- [Task prompt]
Look through the records below for the line with "the dog's head" and the line with "of the fluffy", then return those lines and all lines between, exactly.

◆ ◆ ◆ ◆

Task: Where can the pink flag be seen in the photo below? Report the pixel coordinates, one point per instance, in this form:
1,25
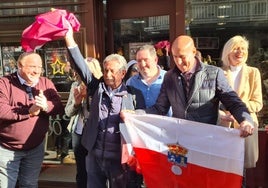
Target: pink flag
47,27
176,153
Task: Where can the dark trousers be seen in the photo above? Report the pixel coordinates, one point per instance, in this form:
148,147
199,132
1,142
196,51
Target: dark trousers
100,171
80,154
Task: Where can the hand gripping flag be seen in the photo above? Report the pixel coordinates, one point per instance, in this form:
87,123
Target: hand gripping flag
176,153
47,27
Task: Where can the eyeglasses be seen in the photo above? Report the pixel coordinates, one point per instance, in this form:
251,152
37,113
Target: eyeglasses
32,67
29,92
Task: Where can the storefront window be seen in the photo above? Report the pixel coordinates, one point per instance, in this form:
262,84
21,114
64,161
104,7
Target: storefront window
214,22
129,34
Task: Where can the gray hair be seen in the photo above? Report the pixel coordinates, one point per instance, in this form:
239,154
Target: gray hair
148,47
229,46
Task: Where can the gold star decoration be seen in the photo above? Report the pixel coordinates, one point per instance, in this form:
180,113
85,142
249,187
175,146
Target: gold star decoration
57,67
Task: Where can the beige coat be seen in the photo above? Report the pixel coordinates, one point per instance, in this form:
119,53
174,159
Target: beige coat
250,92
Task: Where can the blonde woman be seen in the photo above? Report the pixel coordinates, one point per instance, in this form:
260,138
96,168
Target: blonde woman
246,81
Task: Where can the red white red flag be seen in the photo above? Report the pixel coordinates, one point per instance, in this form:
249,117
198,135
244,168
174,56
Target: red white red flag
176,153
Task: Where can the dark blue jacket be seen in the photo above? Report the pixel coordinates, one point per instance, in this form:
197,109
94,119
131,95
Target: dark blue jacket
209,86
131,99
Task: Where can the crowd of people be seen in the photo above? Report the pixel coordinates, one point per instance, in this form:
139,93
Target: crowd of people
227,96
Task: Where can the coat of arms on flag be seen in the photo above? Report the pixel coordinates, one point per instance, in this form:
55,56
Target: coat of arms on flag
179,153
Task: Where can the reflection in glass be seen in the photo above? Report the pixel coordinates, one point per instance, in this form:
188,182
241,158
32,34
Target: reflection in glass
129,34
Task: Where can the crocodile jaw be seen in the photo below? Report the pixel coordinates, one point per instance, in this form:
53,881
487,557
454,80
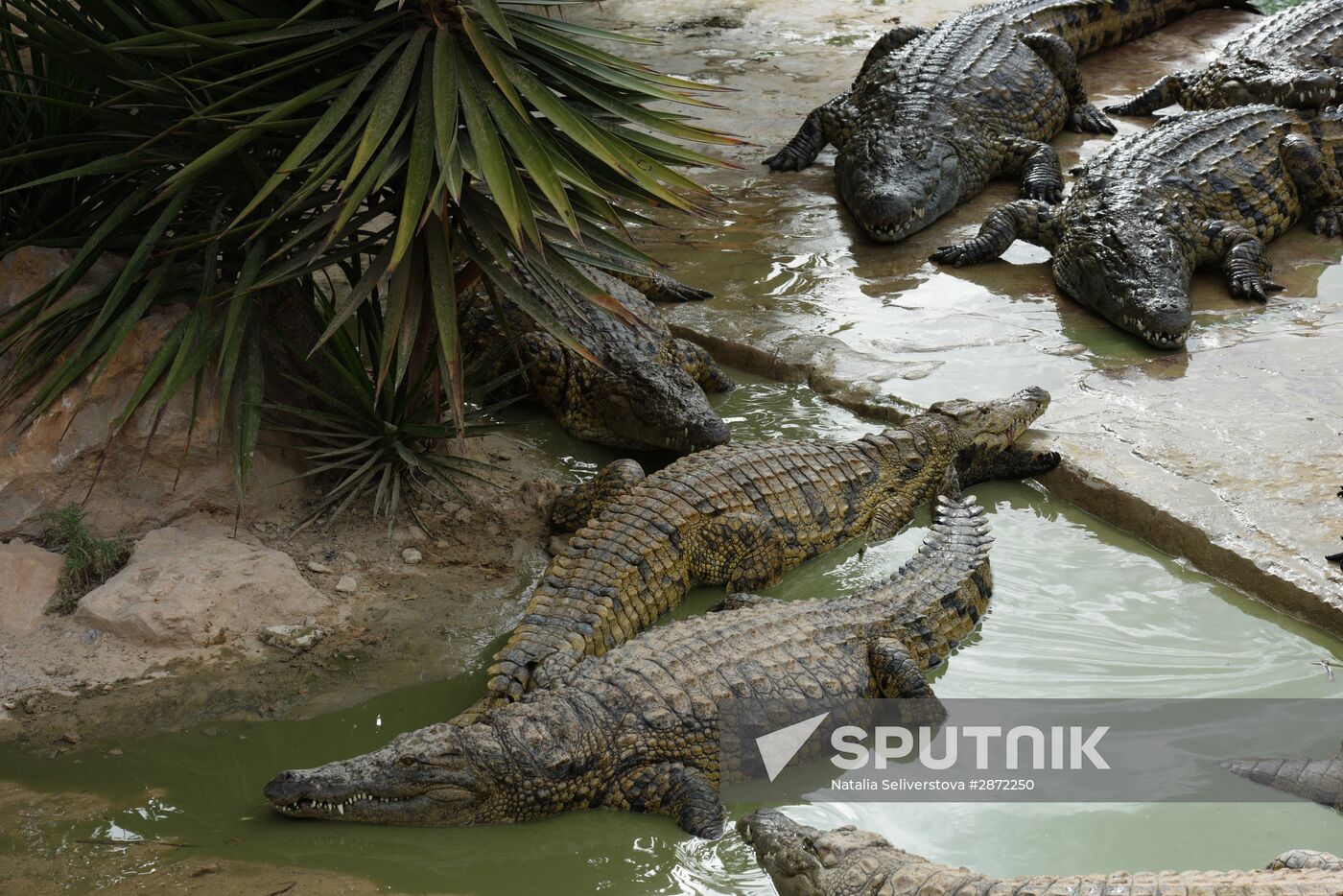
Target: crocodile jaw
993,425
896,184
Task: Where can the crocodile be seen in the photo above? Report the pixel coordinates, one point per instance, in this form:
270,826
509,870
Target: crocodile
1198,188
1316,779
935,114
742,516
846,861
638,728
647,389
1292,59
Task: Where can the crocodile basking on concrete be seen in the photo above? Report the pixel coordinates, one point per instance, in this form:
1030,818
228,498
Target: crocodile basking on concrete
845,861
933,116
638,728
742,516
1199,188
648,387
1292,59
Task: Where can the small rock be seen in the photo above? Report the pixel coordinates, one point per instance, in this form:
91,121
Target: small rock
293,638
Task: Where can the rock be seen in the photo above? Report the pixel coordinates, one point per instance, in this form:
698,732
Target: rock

◆ ◆ ◆ ◆

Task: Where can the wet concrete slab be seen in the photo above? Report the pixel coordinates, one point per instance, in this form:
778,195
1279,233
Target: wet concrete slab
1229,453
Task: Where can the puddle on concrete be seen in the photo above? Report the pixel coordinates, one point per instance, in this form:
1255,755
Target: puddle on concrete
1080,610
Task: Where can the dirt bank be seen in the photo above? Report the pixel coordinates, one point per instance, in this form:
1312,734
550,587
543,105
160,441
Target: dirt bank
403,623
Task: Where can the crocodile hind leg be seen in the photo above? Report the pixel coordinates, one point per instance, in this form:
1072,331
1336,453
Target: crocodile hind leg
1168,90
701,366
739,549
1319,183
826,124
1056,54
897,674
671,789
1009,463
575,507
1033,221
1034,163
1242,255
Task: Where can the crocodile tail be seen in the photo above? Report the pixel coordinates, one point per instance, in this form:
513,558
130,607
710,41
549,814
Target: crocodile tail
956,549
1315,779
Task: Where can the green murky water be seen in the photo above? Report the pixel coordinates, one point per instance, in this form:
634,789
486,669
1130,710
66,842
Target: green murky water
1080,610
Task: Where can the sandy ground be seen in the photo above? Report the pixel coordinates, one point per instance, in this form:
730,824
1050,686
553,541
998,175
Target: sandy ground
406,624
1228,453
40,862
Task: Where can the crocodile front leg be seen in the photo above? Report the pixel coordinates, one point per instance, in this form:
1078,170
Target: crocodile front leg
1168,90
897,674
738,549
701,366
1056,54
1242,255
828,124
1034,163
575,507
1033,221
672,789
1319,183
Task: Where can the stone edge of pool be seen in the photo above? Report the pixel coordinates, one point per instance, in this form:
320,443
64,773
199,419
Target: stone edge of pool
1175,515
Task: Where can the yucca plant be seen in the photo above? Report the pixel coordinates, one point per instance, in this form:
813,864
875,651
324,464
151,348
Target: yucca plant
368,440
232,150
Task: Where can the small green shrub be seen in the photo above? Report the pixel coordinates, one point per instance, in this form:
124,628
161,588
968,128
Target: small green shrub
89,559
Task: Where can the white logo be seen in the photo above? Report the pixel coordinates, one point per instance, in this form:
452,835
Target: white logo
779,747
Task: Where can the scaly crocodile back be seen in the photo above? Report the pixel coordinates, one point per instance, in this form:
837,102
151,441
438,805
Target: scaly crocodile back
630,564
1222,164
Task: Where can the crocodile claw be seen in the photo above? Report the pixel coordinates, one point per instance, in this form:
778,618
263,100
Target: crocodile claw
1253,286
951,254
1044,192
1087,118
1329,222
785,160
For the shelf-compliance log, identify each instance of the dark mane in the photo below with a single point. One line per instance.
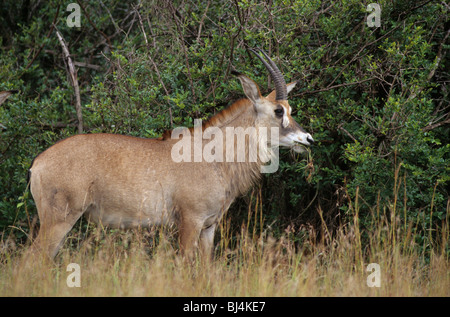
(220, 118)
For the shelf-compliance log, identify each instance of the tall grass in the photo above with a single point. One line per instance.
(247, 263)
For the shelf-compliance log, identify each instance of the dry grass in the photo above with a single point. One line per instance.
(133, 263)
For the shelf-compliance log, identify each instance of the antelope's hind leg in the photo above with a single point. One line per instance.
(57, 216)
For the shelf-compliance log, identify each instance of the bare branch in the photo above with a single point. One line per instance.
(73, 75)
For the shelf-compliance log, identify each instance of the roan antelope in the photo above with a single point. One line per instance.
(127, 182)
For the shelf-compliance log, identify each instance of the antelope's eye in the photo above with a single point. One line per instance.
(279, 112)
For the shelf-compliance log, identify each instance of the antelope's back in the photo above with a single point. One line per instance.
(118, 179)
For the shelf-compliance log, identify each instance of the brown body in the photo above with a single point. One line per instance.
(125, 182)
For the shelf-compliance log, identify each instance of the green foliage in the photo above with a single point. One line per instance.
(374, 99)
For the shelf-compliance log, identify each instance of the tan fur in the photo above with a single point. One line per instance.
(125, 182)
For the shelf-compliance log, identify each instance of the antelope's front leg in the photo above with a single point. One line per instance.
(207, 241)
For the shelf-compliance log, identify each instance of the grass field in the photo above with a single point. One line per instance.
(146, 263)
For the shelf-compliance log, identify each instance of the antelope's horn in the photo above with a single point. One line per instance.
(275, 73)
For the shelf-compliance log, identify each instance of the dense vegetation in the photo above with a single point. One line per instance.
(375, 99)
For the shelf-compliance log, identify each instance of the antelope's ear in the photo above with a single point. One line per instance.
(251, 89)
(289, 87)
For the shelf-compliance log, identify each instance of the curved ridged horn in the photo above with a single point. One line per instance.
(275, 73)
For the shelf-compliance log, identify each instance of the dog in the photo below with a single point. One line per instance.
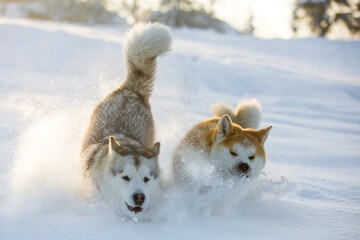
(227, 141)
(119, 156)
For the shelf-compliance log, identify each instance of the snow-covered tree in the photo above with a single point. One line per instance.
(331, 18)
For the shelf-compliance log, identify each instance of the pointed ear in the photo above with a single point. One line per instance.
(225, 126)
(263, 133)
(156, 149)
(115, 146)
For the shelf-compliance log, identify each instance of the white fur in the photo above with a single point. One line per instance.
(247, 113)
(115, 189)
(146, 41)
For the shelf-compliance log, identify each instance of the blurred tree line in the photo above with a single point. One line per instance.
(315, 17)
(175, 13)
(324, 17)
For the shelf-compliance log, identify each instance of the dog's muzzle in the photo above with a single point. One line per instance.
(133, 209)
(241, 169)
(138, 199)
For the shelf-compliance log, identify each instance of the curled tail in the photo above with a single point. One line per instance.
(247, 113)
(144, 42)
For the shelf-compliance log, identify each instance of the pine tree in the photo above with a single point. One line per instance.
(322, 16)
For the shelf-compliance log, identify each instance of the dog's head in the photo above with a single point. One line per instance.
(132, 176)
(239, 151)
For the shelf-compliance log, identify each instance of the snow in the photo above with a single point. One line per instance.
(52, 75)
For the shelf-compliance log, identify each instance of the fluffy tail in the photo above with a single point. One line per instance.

◆ ◆ ◆ ◆

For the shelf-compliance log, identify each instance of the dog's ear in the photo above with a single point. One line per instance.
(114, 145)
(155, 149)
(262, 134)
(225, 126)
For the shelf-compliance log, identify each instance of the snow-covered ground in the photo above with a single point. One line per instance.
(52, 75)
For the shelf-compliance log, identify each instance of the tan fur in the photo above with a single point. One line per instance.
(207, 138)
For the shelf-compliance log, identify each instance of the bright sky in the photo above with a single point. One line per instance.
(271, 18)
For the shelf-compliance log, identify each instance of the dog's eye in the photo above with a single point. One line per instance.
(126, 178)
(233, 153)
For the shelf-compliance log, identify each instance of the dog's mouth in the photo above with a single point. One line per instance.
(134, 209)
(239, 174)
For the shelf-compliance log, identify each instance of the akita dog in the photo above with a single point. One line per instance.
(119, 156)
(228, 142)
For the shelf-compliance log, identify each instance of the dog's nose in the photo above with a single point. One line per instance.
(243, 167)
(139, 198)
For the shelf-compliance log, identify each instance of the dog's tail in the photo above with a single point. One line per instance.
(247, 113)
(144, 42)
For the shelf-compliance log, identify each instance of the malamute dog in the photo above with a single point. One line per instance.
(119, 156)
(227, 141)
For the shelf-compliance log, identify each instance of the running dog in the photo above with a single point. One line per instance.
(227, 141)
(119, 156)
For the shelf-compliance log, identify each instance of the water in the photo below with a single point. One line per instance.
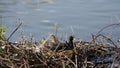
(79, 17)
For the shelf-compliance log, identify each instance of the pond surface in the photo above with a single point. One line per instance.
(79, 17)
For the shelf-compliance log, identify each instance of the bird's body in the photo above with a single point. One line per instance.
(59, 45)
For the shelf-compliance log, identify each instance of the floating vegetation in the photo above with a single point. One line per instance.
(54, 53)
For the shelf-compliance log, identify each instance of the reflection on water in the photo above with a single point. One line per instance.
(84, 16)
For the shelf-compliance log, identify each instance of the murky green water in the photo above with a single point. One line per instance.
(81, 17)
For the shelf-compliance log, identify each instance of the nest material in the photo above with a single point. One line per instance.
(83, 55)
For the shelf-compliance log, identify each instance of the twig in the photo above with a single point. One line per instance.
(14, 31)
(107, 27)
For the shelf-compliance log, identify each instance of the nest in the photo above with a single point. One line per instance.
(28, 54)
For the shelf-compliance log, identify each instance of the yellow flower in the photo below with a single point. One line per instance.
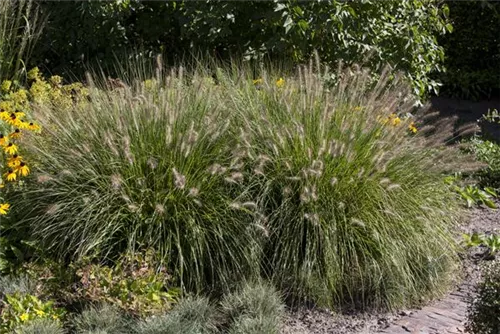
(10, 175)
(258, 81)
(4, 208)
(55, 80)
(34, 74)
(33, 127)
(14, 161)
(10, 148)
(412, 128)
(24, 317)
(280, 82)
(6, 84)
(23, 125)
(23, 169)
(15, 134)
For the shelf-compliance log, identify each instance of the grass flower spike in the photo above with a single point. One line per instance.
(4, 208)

◆ ◆ ◆ ◆

- [Worked solution]
For the shelf-compliance log, identify each instance of the dog's head in the photo above with a single point. One line per instance.
(132, 176)
(239, 151)
For the shelf-compliance log, identify each instance of the snow in the photo above with a single point. One line per instance.
(52, 75)
For the shelf-compliance log, identify each instance of the fluffy tail in the photo above with a single point. One line per instance.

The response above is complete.